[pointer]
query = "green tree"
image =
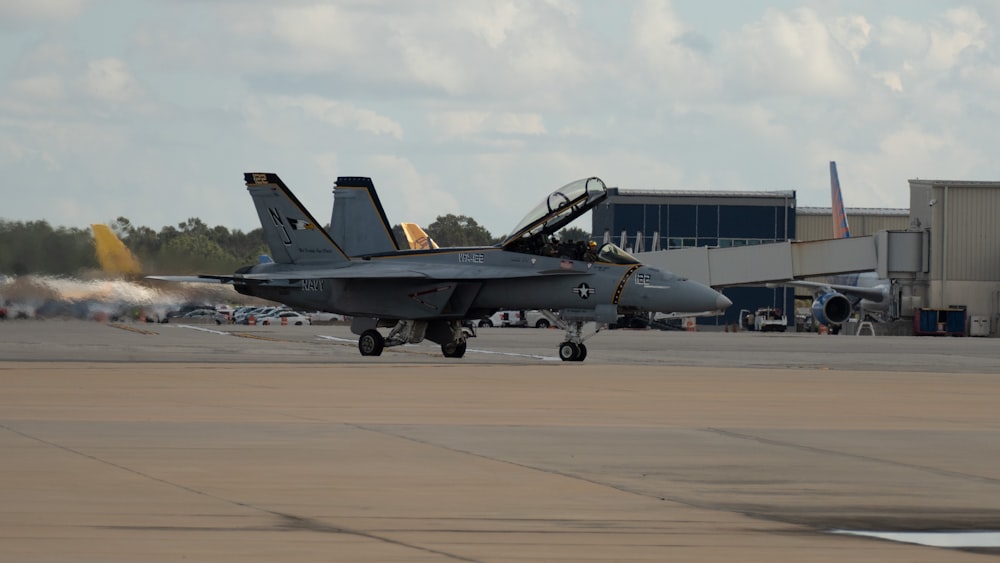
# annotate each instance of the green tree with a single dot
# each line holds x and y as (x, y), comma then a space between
(458, 230)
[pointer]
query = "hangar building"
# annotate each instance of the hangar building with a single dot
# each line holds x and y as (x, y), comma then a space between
(650, 220)
(946, 253)
(961, 220)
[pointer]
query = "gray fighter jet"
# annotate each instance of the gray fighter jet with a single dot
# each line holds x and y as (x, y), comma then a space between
(426, 294)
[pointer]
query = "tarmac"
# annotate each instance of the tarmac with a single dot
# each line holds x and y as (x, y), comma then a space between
(147, 442)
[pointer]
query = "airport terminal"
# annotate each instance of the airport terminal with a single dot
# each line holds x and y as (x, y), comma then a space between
(942, 255)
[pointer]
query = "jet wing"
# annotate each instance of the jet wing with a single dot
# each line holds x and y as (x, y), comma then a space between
(381, 270)
(869, 293)
(194, 279)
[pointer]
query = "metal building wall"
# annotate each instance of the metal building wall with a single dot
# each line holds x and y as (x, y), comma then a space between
(812, 224)
(972, 233)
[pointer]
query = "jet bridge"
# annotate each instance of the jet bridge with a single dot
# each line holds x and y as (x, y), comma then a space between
(892, 254)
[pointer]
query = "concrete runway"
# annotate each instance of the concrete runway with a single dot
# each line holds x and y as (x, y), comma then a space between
(170, 443)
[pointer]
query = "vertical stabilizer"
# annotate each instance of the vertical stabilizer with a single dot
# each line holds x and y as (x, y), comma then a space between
(840, 227)
(290, 231)
(358, 222)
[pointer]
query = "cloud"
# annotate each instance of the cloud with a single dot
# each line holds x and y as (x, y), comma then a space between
(788, 54)
(465, 124)
(109, 80)
(338, 114)
(15, 14)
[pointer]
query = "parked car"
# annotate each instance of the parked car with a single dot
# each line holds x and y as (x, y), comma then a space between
(205, 315)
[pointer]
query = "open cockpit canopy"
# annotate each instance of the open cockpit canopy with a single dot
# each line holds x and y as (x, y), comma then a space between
(559, 209)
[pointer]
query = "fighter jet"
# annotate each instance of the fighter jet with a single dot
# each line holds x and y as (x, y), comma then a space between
(426, 294)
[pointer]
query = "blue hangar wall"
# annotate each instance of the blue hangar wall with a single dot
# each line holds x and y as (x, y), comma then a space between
(651, 220)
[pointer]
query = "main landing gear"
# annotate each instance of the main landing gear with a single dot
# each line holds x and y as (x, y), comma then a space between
(447, 333)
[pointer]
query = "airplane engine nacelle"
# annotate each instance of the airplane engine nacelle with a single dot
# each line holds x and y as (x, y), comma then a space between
(831, 308)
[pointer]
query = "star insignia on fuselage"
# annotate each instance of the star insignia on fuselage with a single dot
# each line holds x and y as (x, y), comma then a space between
(584, 291)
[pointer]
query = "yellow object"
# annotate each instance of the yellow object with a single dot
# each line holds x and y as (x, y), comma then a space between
(113, 255)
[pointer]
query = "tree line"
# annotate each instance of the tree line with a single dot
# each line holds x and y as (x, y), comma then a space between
(36, 247)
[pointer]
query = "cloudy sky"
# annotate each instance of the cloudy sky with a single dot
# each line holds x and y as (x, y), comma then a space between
(153, 109)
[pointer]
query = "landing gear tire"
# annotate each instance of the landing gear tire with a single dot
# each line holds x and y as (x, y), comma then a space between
(569, 352)
(371, 343)
(453, 350)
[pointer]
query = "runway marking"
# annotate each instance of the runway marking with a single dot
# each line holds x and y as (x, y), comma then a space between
(133, 329)
(203, 329)
(474, 350)
(534, 356)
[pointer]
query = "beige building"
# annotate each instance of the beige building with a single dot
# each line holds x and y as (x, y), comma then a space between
(816, 223)
(962, 222)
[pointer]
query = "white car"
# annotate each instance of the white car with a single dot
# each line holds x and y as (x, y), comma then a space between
(286, 318)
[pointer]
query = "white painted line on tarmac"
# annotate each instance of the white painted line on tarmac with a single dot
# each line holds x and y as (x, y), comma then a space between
(201, 328)
(336, 338)
(533, 356)
(474, 350)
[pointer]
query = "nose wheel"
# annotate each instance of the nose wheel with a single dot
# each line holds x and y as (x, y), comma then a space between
(371, 343)
(572, 352)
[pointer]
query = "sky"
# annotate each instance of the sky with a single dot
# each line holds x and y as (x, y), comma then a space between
(152, 110)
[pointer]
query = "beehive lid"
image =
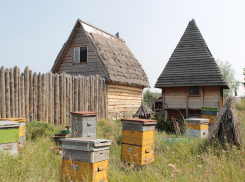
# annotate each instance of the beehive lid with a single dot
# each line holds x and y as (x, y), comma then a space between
(210, 109)
(14, 119)
(139, 121)
(8, 124)
(196, 121)
(88, 141)
(84, 113)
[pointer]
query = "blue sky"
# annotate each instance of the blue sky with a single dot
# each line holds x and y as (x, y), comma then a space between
(33, 32)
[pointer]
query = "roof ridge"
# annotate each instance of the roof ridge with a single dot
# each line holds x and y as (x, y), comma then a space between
(100, 29)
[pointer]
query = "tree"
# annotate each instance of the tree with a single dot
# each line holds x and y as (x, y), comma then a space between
(229, 76)
(149, 97)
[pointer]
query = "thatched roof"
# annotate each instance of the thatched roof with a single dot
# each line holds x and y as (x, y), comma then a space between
(191, 63)
(143, 111)
(226, 128)
(117, 60)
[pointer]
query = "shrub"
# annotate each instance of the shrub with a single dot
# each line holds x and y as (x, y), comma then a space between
(37, 129)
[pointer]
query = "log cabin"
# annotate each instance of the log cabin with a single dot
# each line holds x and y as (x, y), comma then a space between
(191, 78)
(92, 51)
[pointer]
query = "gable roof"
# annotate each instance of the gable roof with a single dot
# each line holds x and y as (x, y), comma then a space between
(191, 63)
(118, 61)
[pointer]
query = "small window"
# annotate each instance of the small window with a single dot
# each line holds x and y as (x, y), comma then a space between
(80, 55)
(194, 91)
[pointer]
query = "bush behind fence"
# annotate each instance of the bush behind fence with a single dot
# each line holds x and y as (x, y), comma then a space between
(50, 97)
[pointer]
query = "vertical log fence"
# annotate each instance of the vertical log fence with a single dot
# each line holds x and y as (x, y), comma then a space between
(50, 97)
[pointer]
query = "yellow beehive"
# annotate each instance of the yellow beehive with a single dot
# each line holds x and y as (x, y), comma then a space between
(211, 118)
(139, 155)
(22, 129)
(138, 137)
(141, 138)
(84, 171)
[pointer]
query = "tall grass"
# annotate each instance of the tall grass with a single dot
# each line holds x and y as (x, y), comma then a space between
(195, 161)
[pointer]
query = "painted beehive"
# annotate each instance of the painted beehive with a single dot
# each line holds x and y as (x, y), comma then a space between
(22, 129)
(210, 113)
(138, 138)
(9, 137)
(196, 127)
(85, 159)
(83, 124)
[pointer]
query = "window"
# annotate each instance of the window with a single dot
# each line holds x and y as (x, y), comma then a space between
(194, 91)
(80, 55)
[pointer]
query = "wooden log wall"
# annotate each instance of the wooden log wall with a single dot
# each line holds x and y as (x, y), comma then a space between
(50, 97)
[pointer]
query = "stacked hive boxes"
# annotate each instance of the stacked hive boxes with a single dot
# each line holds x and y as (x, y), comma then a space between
(196, 127)
(83, 124)
(85, 159)
(138, 138)
(9, 137)
(22, 129)
(210, 113)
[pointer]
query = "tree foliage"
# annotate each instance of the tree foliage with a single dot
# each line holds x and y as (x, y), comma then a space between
(229, 76)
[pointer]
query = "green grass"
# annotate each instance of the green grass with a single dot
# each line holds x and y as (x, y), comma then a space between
(195, 161)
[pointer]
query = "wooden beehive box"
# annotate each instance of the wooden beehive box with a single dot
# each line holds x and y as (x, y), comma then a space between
(138, 131)
(85, 159)
(197, 127)
(9, 137)
(22, 129)
(83, 124)
(138, 138)
(210, 113)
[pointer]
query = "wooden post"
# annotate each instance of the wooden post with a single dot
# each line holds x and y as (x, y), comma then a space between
(7, 93)
(26, 90)
(163, 101)
(187, 108)
(35, 99)
(12, 101)
(56, 98)
(16, 89)
(2, 81)
(22, 96)
(75, 93)
(61, 99)
(19, 95)
(31, 96)
(39, 94)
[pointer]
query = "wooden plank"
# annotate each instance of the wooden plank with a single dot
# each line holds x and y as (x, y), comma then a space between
(12, 100)
(22, 96)
(26, 89)
(7, 93)
(35, 97)
(39, 105)
(16, 90)
(30, 96)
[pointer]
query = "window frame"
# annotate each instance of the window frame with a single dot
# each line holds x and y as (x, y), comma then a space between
(74, 55)
(194, 95)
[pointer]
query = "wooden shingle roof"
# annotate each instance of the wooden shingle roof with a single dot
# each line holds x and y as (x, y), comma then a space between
(117, 60)
(191, 63)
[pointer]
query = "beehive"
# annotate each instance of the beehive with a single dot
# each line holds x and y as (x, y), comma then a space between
(85, 159)
(22, 129)
(210, 113)
(138, 138)
(197, 127)
(83, 124)
(9, 137)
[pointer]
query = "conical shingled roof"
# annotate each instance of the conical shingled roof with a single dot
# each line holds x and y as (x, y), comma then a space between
(191, 63)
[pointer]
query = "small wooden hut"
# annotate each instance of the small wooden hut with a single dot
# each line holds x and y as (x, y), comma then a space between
(143, 112)
(92, 51)
(191, 79)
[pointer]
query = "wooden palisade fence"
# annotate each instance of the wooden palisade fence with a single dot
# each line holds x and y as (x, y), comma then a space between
(50, 97)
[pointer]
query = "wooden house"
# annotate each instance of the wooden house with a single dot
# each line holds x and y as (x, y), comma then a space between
(191, 79)
(92, 51)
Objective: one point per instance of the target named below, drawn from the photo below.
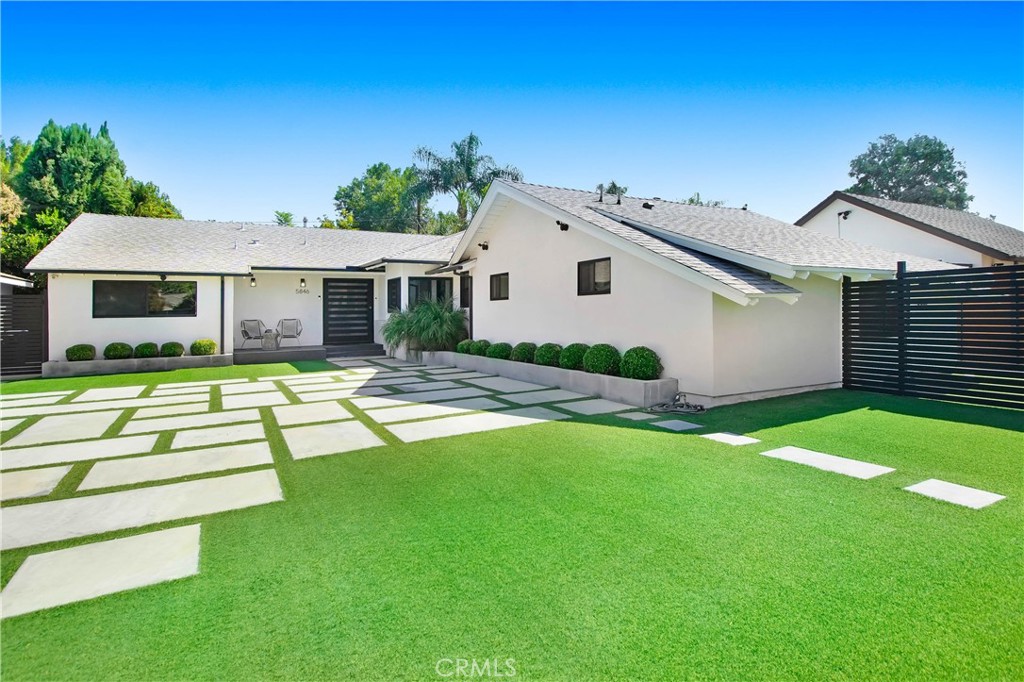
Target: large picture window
(594, 276)
(117, 298)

....

■ **The task**
Omit the pictures and print again exactly the lines from the one with "Objective: one point" through the final line of the entries, both ends included.

■ **Full response**
Objective: one point per instance of the target named below, drawn from the photo below.
Target: large picture window
(594, 276)
(117, 298)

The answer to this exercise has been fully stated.